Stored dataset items
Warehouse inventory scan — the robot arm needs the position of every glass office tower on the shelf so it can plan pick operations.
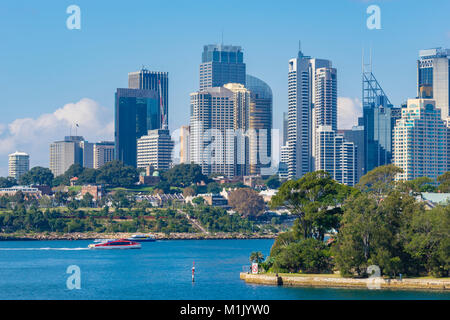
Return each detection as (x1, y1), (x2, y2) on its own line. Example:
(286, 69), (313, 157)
(200, 44), (245, 91)
(128, 68), (169, 125)
(114, 88), (161, 167)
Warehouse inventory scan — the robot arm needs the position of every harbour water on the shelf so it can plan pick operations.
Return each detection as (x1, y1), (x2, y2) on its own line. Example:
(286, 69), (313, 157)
(0, 240), (450, 300)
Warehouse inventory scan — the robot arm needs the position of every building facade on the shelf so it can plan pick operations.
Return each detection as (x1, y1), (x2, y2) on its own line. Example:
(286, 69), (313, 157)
(8, 151), (30, 180)
(200, 45), (246, 91)
(114, 88), (162, 167)
(128, 68), (169, 125)
(393, 99), (448, 180)
(93, 141), (115, 169)
(137, 129), (174, 171)
(417, 48), (450, 119)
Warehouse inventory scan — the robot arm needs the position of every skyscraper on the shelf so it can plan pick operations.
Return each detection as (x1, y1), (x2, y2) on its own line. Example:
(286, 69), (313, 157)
(200, 44), (245, 91)
(417, 48), (450, 119)
(93, 141), (115, 169)
(287, 51), (331, 179)
(315, 126), (358, 186)
(128, 68), (169, 125)
(114, 88), (161, 167)
(360, 71), (401, 173)
(50, 136), (89, 177)
(8, 151), (30, 180)
(394, 99), (448, 180)
(180, 126), (191, 163)
(246, 75), (272, 175)
(137, 129), (174, 170)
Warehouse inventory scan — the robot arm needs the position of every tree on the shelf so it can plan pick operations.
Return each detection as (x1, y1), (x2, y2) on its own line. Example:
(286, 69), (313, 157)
(19, 167), (53, 186)
(250, 251), (264, 264)
(266, 174), (281, 189)
(406, 205), (450, 277)
(162, 163), (208, 188)
(206, 182), (222, 194)
(273, 238), (332, 273)
(437, 172), (450, 193)
(400, 177), (436, 195)
(183, 187), (197, 198)
(356, 164), (403, 199)
(0, 177), (17, 188)
(228, 188), (265, 217)
(270, 171), (354, 240)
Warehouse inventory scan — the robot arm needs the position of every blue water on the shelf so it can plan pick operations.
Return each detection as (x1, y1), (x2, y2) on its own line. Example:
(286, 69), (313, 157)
(0, 240), (450, 300)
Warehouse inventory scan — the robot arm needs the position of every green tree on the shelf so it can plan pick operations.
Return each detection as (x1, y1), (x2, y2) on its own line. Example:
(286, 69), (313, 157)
(0, 177), (17, 188)
(250, 251), (264, 264)
(270, 171), (353, 240)
(437, 172), (450, 193)
(162, 163), (208, 188)
(356, 164), (403, 199)
(266, 174), (281, 189)
(406, 205), (450, 277)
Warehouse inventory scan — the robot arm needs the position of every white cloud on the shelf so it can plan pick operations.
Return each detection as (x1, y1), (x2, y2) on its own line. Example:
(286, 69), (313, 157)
(337, 97), (362, 129)
(0, 98), (114, 176)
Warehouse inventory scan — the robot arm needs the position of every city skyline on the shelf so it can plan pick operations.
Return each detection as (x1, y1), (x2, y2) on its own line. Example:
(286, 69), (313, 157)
(0, 1), (450, 176)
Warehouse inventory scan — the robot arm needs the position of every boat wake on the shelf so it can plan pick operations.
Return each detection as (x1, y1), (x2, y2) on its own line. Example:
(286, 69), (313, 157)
(0, 248), (89, 251)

**TASK INSTRUCTIONS**. Switch each "robot arm" in the lines above to "picking robot" and write the lines out again with nothing else changed. Leave the pictures out.

**ANSWER**.
Warehouse inventory scan — the picking robot needs the position of every glass office tower on the shelf so it can plan pick operations.
Return each detection as (x1, y1), (x2, y2) on its own line. Example:
(286, 69), (313, 157)
(200, 44), (245, 91)
(128, 68), (169, 125)
(114, 88), (161, 167)
Warehouse inventory scan — the picking robot needs the position of every harbour water on the shelf so it can plan pick operations.
Return each detection as (x1, y1), (x2, y2) on its own line. Example:
(286, 69), (313, 157)
(0, 240), (450, 300)
Warehouse inventory scan — the picking robot needs the position of every building facade on the shelf so it can plan pick operations.
Return each detection as (x1, y1), (x2, y2) on its own line. Example:
(286, 69), (313, 157)
(8, 151), (30, 180)
(200, 45), (246, 91)
(114, 88), (162, 167)
(128, 68), (169, 125)
(393, 99), (448, 180)
(93, 141), (115, 169)
(137, 129), (174, 171)
(417, 48), (450, 119)
Warehouse inventory scan — the picking robot needs the position of every skyscraper on the shelf so it can plan pick operations.
Return each detection as (x1, y1), (x2, y2) on its own line. Example:
(286, 69), (313, 157)
(200, 44), (245, 91)
(417, 48), (450, 119)
(93, 141), (115, 169)
(287, 51), (331, 179)
(315, 126), (358, 186)
(128, 68), (169, 125)
(114, 88), (161, 167)
(360, 71), (401, 173)
(50, 136), (89, 177)
(8, 151), (30, 180)
(394, 99), (448, 180)
(180, 126), (191, 163)
(246, 75), (272, 175)
(137, 129), (174, 170)
Warehouse inventory scan — the picking robot needs the position of every tree on the shelf so it can plan pick operations.
Return each detection as (x1, y1), (x2, y2) on its own line. Example:
(286, 69), (313, 157)
(19, 167), (53, 186)
(250, 251), (264, 264)
(266, 174), (281, 189)
(406, 205), (450, 277)
(162, 163), (208, 188)
(206, 182), (222, 194)
(273, 238), (332, 273)
(437, 172), (450, 193)
(400, 177), (436, 195)
(183, 187), (197, 198)
(356, 164), (403, 199)
(0, 177), (17, 188)
(228, 188), (265, 217)
(270, 171), (354, 240)
Warehouse inventory scan — the picking robot needs the position of every blue water on the shelf so it can plan pick operations.
Return each detection as (x1, y1), (x2, y2) on its own line. Example:
(286, 69), (313, 157)
(0, 240), (450, 300)
Warehouse inventory scan — the picking robot needs the position of every green tree on the shelf so it can plan pick operations.
Return each detection as (x1, y1), (x2, y2) on its own line. Example:
(286, 69), (313, 157)
(0, 177), (17, 188)
(250, 251), (264, 264)
(270, 171), (353, 240)
(437, 172), (450, 193)
(162, 163), (208, 188)
(356, 164), (403, 199)
(266, 174), (281, 189)
(406, 205), (450, 277)
Warehouse inventory scan — the picking robot needs the position of every white cloud on the shelf so it can plan pick operations.
Return each detection as (x1, y1), (x2, y2) on its own line. Example:
(286, 69), (313, 157)
(337, 97), (362, 129)
(0, 98), (114, 176)
Warehouse inventory scan — the picking robot needs the position of every city skyline on the shelf so it can plan pick operations.
Return each detection as (x1, y1), (x2, y2) on its own line. Example:
(286, 69), (313, 157)
(0, 1), (450, 176)
Warehouse inventory scan — the picking robot needs the position of every boat wake on the shelf so it can plan pick operations.
Return each detection as (x1, y1), (x2, y2) on its own line. Example:
(286, 69), (313, 157)
(0, 248), (89, 251)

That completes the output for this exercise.